The Best Way For Abused Women To Step Into 2012

31 Dec 2011

When Life gets really difficult, what do you want?

Massive change.

Ideally, most of us – barring the almost pathologically self-reliant – wouldn’t say no to a Fairy Godmother coming along, waving her magic wand, and making it all alright.

Can you picture it now?  I certainly can.  She’s a cartoon Fairy Godmother, with snowy white hair, and a very sweet, warm expression on her face.  She’s only there to make my life perfect.  She has a super cool, sparkly, magic wand in her hand.  Just thinking of her makes this grey British day brighter, and relaxes me…

But, of course, she isn’t coming any time soon.

Which leaves us with a problem.  We have to do it for ourselves.  At the very time when we feel least able to cope with a mountain of difficulties, we relearn what we always knew: there are no Fairy Godmothers, it’s all down to us, and we don’t know how to do it.

Tough, huh?

But it doesn’t have to be impossible.

It’s all a question of knowing how to work it.

This week, I was working with a client who truly does have a shed-load of difficulties: ex- difficulties, money difficulties, parent difficulties, child difficulties.  In fact, you name it, she’s got it.

She was, quite understandably, doing the things that all abused women do, under the circumstances:

  • Catastrophizing – well, you would, wouldn’t you?
  • Expecting too much of herself in the short term, and
  • Trying to do too much, too fast, without the psychological tools she needed in her tool-kit

When you’re in a bad situation, you only think about what the long-term changes you need to make.

So, you attempt something major.  You desperately need to make your initiative work.  But because you desperately need it to work, you invest it with massive importance.  In fact, you put so much effort into it that it proves to be out counter-productive.  When it doesn’t work, your energy and effort appear to be wasted.

So, what do you do?

You tell yourself that whatever it was you were trying to do is impossible or, at least, impossible for you.  (And you probably go on to tell yourself a story about why it’s impossible for you.)

Now, there is no way you can know for sure that it is impossible.  All you can know for sure, is that the effort you made at the time you made it didn’t bring you the result you wanted.

You can’t know if it started a chain of events that will bring you what you want, in time.

You can’t know if you were pushing at a door, which was nearly ready to open when you gave up.

You can’t know because you gave it your all for a while … and then gave up.

“Do or die” attempts sound pretty impressive.  When they work, they produce fantastic results.  But, most of the time, they don’t work.  And the chances of them working reduce dramatically if you are in a desperate, exhausted, frightened, hopeless frame of mind.

Baby steps on the other hand…

Let’s face it, nobody wants to take baby steps.  It is so frustrating when you know everything has to change, just to tweak one small aspect of your reality.

But think about it!

If you want to lose 50 lbs, you don’t cut both legs off.  You simply change what you eat, knowing that it will have a knock on effect – over time.

You just stay with the dietary change, and the 50 lbs comes off, over a period of weeks, and months.

The same thing holds true of emotional change, also.  If you set the intention, and break everything down into considered Baby Steps, the change you desire will come about.

Sure, it’s easier if you have the support of a professional who can support you along the way.  Even a small amount of support, like my New Year New Start Quick Start Program, can make a huge difference.

• • • • • • •

### What this exercise asks
**a.** Reproduce the part of the blog post word for word, starting with "When you’re in" and going on through "result you wanted.".
**b.** Transcribe the lines of the entries precisely, starting with the line with "One marker belongs on each instance of the red" and going on through the line with "[(430, 191), (467, 143), (399, 221), (410, 144)]".

• • • • • • •

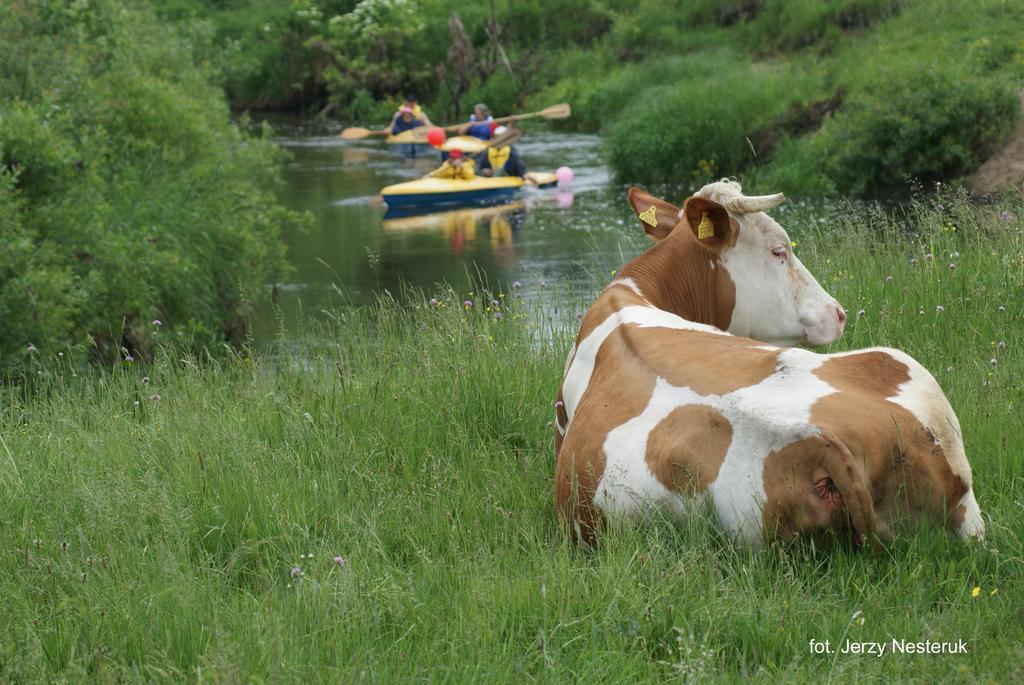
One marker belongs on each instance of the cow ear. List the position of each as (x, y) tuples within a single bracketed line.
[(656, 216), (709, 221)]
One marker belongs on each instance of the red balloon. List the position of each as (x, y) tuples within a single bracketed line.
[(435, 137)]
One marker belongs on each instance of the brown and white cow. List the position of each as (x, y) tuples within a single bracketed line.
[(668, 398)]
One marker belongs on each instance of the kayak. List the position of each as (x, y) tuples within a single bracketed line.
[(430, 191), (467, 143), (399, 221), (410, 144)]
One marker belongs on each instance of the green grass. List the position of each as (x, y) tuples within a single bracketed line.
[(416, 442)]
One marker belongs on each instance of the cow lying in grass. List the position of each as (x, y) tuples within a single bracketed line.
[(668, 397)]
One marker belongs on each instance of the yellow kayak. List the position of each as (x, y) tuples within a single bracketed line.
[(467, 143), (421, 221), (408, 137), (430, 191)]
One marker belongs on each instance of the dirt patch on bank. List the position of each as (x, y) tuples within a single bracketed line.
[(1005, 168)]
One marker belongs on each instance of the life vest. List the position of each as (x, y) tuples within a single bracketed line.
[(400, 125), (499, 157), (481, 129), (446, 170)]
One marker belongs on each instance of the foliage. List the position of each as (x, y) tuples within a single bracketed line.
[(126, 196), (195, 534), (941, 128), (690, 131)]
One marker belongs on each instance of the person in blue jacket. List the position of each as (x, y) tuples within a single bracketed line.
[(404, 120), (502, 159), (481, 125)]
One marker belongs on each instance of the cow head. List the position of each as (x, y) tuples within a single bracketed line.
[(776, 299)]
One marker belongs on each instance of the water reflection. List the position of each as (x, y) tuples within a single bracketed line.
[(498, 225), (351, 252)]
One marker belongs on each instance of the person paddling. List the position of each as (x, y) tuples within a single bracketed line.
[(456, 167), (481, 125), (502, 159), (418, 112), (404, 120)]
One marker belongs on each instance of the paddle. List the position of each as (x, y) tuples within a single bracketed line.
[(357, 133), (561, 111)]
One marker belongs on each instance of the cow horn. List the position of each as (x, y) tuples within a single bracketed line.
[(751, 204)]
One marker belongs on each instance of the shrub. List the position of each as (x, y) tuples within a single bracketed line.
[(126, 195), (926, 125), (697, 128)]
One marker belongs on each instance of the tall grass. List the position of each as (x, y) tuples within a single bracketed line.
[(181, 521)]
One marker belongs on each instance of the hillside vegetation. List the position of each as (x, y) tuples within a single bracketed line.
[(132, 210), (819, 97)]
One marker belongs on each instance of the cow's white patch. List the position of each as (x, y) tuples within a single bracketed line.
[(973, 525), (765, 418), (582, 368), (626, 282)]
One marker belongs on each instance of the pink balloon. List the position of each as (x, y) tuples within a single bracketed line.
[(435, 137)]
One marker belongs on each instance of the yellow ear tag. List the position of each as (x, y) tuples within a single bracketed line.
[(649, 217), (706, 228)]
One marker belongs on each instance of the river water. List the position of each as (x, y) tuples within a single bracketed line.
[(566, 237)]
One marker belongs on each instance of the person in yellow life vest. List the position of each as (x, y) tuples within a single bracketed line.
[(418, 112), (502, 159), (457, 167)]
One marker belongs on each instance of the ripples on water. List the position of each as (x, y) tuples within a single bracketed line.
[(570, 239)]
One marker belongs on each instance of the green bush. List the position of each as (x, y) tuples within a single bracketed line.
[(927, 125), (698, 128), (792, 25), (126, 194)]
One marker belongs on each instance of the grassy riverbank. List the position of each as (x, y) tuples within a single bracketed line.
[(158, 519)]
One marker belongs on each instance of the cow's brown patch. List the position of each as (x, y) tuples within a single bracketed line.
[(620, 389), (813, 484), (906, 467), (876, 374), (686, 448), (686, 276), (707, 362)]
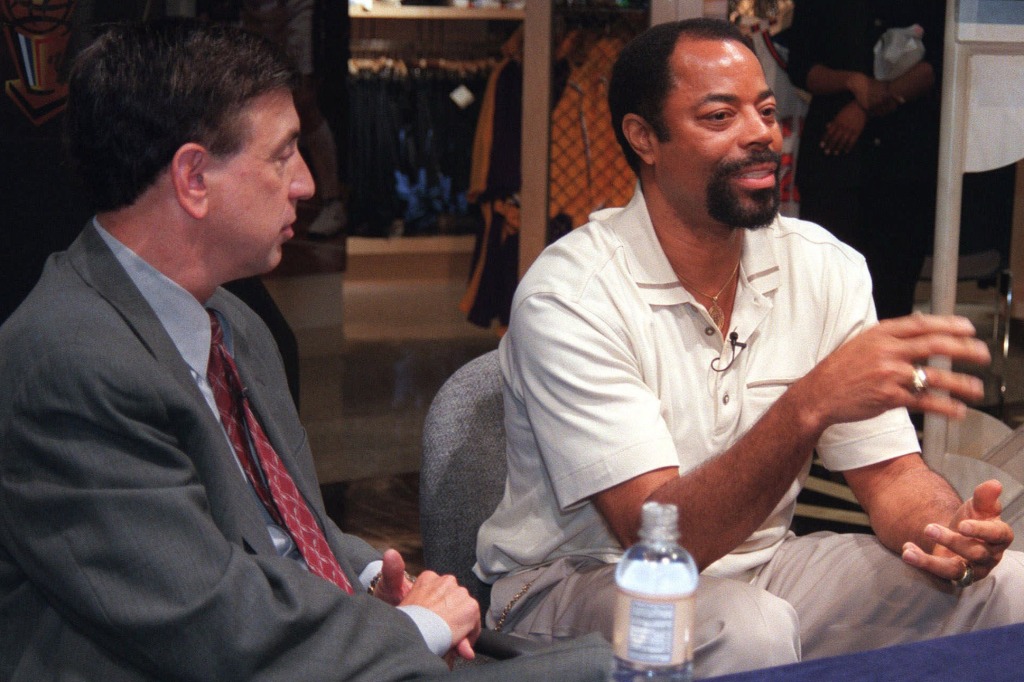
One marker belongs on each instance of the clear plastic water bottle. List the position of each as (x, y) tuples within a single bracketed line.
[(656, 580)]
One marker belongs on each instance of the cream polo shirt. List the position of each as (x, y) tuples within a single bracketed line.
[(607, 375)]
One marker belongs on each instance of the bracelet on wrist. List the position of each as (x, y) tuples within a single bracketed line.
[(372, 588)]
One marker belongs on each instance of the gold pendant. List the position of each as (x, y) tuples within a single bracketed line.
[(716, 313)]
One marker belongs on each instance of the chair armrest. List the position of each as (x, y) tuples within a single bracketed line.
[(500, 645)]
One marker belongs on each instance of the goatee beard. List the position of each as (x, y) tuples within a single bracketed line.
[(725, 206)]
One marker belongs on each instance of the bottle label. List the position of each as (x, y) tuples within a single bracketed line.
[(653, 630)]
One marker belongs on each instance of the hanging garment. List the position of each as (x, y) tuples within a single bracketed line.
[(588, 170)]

• • • • • • •

### Results in order
**a.**
When you’re in a bad situation, you only think about what the long-term changes you need to make.

So, you attempt something major.  You desperately need to make your initiative work.  But because you desperately need it to work, you invest it with massive importance.  In fact, you put so much effort into it that it proves to be out counter-productive.  When it doesn’t work, your energy and effort appear to be wasted.

So, what do you do?

You tell yourself that whatever it was you were trying to do is impossible or, at least, impossible for you.  (And you probably go on to tell yourself a story about why it’s impossible for you.)

Now, there is no way you can know for sure that it is impossible.  All you can know for sure, is that the effort you made at the time you made it didn’t bring you the result you wanted.

**b.**
One marker belongs on each instance of the red balloon. List the position of each as (x, y) tuples within a single bracketed line.
[(435, 137)]
One marker belongs on each instance of the brown and white cow. List the position of each as (x, y) tuples within a single bracketed line.
[(668, 398)]
One marker belongs on each instance of the kayak. List the position of each as (x, y) tuples within a single bracketed line.
[(430, 191), (467, 143), (399, 221), (410, 144)]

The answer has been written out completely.